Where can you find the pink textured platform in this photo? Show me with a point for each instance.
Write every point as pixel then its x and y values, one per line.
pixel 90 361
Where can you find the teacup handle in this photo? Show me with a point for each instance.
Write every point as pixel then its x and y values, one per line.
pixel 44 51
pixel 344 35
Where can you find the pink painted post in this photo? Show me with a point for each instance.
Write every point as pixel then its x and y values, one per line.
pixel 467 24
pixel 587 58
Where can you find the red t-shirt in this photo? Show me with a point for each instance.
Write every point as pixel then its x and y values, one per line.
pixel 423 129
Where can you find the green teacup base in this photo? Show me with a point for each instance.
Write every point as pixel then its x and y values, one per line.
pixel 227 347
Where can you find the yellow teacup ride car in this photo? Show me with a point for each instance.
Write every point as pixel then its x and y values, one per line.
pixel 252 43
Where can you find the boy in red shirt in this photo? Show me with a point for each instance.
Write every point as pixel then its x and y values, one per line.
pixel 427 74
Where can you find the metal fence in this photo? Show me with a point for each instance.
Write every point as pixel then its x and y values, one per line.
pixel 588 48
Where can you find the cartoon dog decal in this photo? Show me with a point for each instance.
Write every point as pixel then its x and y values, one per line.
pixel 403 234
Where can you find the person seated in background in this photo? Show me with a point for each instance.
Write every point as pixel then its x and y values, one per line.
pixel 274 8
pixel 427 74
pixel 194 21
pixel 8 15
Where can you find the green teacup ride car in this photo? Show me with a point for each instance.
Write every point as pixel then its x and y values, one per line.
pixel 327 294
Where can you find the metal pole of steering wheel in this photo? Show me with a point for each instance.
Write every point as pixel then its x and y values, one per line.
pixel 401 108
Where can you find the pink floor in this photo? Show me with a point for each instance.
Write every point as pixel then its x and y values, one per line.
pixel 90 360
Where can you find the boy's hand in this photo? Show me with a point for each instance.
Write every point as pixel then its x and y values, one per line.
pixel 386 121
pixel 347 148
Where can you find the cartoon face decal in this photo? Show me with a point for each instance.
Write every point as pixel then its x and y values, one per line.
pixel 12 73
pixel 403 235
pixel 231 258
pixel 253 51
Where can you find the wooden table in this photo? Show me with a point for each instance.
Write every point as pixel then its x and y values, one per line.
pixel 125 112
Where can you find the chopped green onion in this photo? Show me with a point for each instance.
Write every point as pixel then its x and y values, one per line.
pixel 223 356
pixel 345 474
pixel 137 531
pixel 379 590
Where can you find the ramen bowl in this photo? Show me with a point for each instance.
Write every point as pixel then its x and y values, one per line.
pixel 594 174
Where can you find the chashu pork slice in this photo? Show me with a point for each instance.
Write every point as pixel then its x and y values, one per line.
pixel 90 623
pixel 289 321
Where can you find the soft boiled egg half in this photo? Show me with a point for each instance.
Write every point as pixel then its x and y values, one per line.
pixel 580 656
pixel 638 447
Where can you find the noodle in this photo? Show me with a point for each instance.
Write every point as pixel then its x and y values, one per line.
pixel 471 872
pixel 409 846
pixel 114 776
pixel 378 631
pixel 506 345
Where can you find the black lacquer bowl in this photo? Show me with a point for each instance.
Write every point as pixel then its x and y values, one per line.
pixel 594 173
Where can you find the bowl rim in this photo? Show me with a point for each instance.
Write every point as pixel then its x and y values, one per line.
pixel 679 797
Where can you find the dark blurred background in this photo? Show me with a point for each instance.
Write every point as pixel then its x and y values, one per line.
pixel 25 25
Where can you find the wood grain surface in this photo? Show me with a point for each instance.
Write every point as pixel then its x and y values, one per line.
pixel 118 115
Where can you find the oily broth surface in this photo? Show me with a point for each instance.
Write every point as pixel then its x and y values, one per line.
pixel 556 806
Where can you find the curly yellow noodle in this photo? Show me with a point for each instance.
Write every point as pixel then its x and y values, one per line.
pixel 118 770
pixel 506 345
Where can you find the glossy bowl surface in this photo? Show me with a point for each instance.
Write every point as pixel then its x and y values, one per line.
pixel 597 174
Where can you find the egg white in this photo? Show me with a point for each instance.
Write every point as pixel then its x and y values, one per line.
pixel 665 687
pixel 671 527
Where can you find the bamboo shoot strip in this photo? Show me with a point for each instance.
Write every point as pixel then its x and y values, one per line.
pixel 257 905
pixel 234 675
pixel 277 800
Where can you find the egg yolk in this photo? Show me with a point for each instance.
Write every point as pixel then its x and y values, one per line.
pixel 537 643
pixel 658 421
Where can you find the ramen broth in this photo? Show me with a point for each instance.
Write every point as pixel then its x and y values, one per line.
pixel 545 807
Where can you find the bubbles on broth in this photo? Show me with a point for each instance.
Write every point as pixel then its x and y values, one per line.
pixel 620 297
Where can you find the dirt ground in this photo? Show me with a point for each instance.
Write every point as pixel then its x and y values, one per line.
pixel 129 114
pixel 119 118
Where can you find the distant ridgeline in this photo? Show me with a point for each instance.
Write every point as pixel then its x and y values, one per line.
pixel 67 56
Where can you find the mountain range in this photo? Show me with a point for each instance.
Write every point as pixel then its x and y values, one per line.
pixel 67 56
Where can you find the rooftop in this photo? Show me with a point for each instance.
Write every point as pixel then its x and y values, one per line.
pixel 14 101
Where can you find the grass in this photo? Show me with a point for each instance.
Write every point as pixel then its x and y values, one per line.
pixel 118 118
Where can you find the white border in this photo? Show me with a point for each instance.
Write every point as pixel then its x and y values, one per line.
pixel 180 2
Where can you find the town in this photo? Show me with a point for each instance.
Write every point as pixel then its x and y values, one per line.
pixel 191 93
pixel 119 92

Exercise brief => Write out the whole listing above again, word for word, from the first line to the last.

Task response =>
Where can you find the pink textured platform in this photo? Show me with a point for each instance.
Write every point as pixel then its x and y values, one per line.
pixel 90 361
Where can you find the teacup handle in this photo? Show me with a point for each instance.
Write every point as pixel then its x and y values, one per line.
pixel 44 51
pixel 344 35
Where can you find the pink painted post in this photo? Show me with a point for each instance.
Write every point as pixel then its x and y values, one per line.
pixel 467 24
pixel 587 58
Where can you find the red t-shirt in this photo? Show me with a point for each instance.
Write every point as pixel then its x and y values, one per line.
pixel 423 129
Where can you find the green teacup base in this photo? Show me with a point for each instance.
Write every point as pixel then its x and y values, one per line.
pixel 227 347
Where can you find the yellow teacup ride car in this photo? Show me with a point for each instance.
Write every point as pixel then its x and y values, one per line.
pixel 252 43
Where can you find the boy in red shirt in this photo? Show me with a point for each instance.
Write every point as pixel then its x and y values, one per line.
pixel 427 74
Where can you find the metal fence in this photo? Show me with a point for each instance.
Write every point as pixel then its x and y values, one per line.
pixel 588 48
Where can you find the cartoon dog decal in this photo? Show me with a point for each instance.
Write every point as pixel then its x and y values, one per line.
pixel 403 234
Where can you find the person seated in background in this photo? Show me with a point for each instance.
Write every point as pixel then its x and y values, one per line.
pixel 274 8
pixel 427 74
pixel 194 21
pixel 8 15
Where can you find the green teacup ride car in this photo? Show me with a point for each instance.
Write every point as pixel then its x and y values, one per line.
pixel 327 294
Where can you find the metal pole of steering wheel in this photo? Show me with a point for each instance.
Write every point as pixel then its x and y values, one per line.
pixel 401 108
Where can you find the pink floor in this photo? Show me with a point for each instance.
Write every point as pixel then its x and y values, one per line.
pixel 90 360
Where can you find the boy's hand in this photo? Show me with a point for each instance.
Write every point as pixel then its x and y values, one per line.
pixel 386 121
pixel 347 148
Where can you find the cartoon face decal in this photo? Show me with a point for each instance.
Write every point as pixel then its x and y values, one per line.
pixel 12 73
pixel 403 235
pixel 231 258
pixel 253 51
Where can you find the wooden table in this photo? Show me with a point for each instance.
Write every point as pixel then its x and y values, one per line.
pixel 125 112
Where can you find the chopped green onion in this photo? Show me with a point for each instance.
Write every point as pixel then its x and y values, one per line.
pixel 223 356
pixel 345 474
pixel 137 531
pixel 379 590
Where can you find the ramen bowl in this photo? Show me with a point for each instance.
Write every point as pixel then its x and y values, one per line.
pixel 594 174
Where can you find the chashu pork slice in this photo? Show me with a point for each instance.
Write every point as pixel then its x and y values, one per line.
pixel 90 623
pixel 289 321
Where can you find the soft boiled egg half in this photo? Show me with a point for each instance.
Write every point as pixel then its x and y values, one per line.
pixel 580 656
pixel 638 447
Where can you find the noodle in this photo? Show me with a point for each instance.
Write every point as pixel then its x and y values, one per line.
pixel 471 872
pixel 409 846
pixel 114 776
pixel 378 631
pixel 506 345
Where can you find the black lacquer bowl in this photo? Show me with a point for each instance.
Write every point as pixel then its x and y values, one per line.
pixel 594 173
Where can you find the bowl rim in this photo? Show me with a point for each instance.
Write every point as pixel then its x and y values, one per line.
pixel 679 797
Where can you find the dark blurred background in this photo? Show me with a point for each instance.
Write every point as pixel then its x and y values, one per line.
pixel 25 25
Where can you find the wood grain surface in this photo? Show me with a point for each instance.
Write every point as pixel then its x and y values, one per line.
pixel 118 115
Where can you find the oily broth surface in this photo? Show me with a point for each instance.
Write every point as pixel then its x and y values, one per line.
pixel 556 806
Where can you find the curly yellow noodle in this photo? Show me with a point for each instance.
Write every point as pixel then its x and y values, one per line.
pixel 118 770
pixel 506 345
Where can you find the glossy bowl surface in this photo? Show me with a point for each instance.
Write every point as pixel then its x and y values, one per line.
pixel 597 174
Where can you find the egg white in this photo? Show me with a point for each instance.
Write every point as pixel then its x and y values, one per line.
pixel 665 687
pixel 671 527
Where can you find the bamboo shoot strip in this photo? Show me with a point for each instance.
Write every point as pixel then its x and y values, one per line.
pixel 257 905
pixel 234 675
pixel 277 800
Where can you find the egg yolk in this photo? Show me with a point for each instance.
Write every point as pixel then its x and y values, one per line.
pixel 537 643
pixel 658 421
Where can you find the ramen broth in this photo? Show me with a point for each instance.
Write every point as pixel then its x and y values, one per line.
pixel 545 807
Where can you find the bubbles on broth in this photo? Show me with a point for each instance.
Write every point as pixel then its x and y values, one per line.
pixel 620 297
Where can you find the dirt ground in this photo? Show me with a point for each instance.
Write every point as pixel then its x and y values, one per line.
pixel 129 114
pixel 119 118
Where can you find the distant ridgeline in this photo? Show me with a point for each instance.
Write every point as pixel then its x and y values, one per line.
pixel 67 56
Where can you find the mountain range in this photo? Show me with a point for each instance.
Write every point as pixel then its x and y values, one per line.
pixel 67 56
Where can you find the rooftop in this photo? Show me with a point for each instance.
Write every point as pixel then its x and y values, one per line.
pixel 14 101
Where can you find the grass in this photo? Show me with a point for each instance.
Write every point as pixel then its x and y values, one per line.
pixel 118 118
Where can you find the white border in this photo? Show me with a point for each instance.
Write every point as pixel then its x and y values, one per line.
pixel 180 2
Where can you find the town in this photo? Show me with a point for each instance.
Write every point as pixel then its x and y values, one per line.
pixel 191 93
pixel 119 92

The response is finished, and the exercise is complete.